- _Text passage_
== Segment start ==
As thyroid tissue, and some thyroid cancers, preferentially takes up iodine into their cells as part of normal functioning, the use of radioactive iodine, I-131, (RAI) may also be used to kill any remaining thyroid tissue ("remnant" ablation) and potentially any thyroid cancer cells. The iodine is simply taken up into the cell and the radiation within the radioactive iodine itself is released locally, delivering a lethal dose of radiation to these cells. This treatment works well because normal thyroid cells and some thyroid cancer cells preferentially absorb and retain iodine, so other tissues are rarely affected. However, for the first few days after treatment with RAI, patients emit radiation and should avoid close contact with others. Indications for RAI include tumors with high risk features, such as sizes of >2 cm, invasion of the cancer through the thyroid capsule or into the soft tissues of the neck, spread to the lymph nodes or more distantly, or recurrent disease (thyroid cancer that has come back). RAI can be a very effective therapy in many cases, though some thyroid cancers do not have ability to take up iodine, rendering RAI useless.
Radiation therapy can also be used in the adjuvant setting, if it is felt that the patient has a high risk of recurrence following surgery. High risk features include incomplete resection, spread outside the thyroid gland to soft tissues of the neck or to regional lymph nodes, certain histological subtypes of thyroid cancer, and those cancers that that do not take up RAI. It is also used in many cases of anaplastic thyroid cancer to attempt to halt this aggressive disease. Chemotherapy has not classically been used in the treatment of thyroid cancer. However, chemotherapy drugs such as adriamycin and cisplatin may sometimes be used in treatment of metastatic disease, for anaplastic thyroid cancers, or disease that has progressed through RAI or radiation therapy.
== Segment end ==
- _Tasks to carry out_
1. Answer these questions about the thyroid cancer treatment text, each on its own line marked (a), (b) or (c):
(a) What tumor size is listed as a high-risk indication for RAI?
(b) For the first few days after RAI, what should patients avoid?
(c) Which two chemotherapy drugs are named?
2. Which high-risk features does the thyroid cancer treatment text give for using radiation therapy in the adjuvant setting? List all of them.
3. Write out the stretch of the thyroid cancer treatment text from "Radiation therapy can" through "or radiation therapy.".

- _Information shown_
== Segment start ==
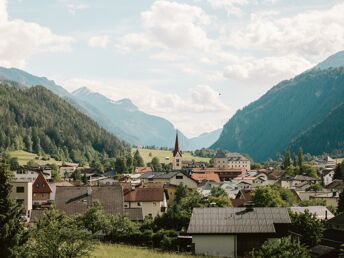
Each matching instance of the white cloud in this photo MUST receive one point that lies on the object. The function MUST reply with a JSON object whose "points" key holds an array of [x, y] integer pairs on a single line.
{"points": [[268, 70], [313, 34], [20, 40], [171, 25], [74, 8], [186, 110], [99, 41]]}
== Segment end ==
- _Exercise solutions_
1.
(a) Larger than 2 cm (>2 cm).
(b) Close contact with others.
(c) Adriamycin and cisplatin.

2.
- Incomplete resection
- Spread outside the thyroid gland to soft tissues of the neck or to regional lymph nodes
- Certain histological subtypes of thyroid cancer
- Cancers that do not take up RAI

3.
Radiation therapy can also be used in the adjuvant setting, if it is felt that the patient has a high risk of recurrence following surgery. High risk features include incomplete resection, spread outside the thyroid gland to soft tissues of the neck or to regional lymph nodes, certain histological subtypes of thyroid cancer, and those cancers that that do not take up RAI. It is also used in many cases of anaplastic thyroid cancer to attempt to halt this aggressive disease. Chemotherapy has not classically been used in the treatment of thyroid cancer. However, chemotherapy drugs such as adriamycin and cisplatin may sometimes be used in treatment of metastatic disease, for anaplastic thyroid cancers, or disease that has progressed through RAI or radiation therapy.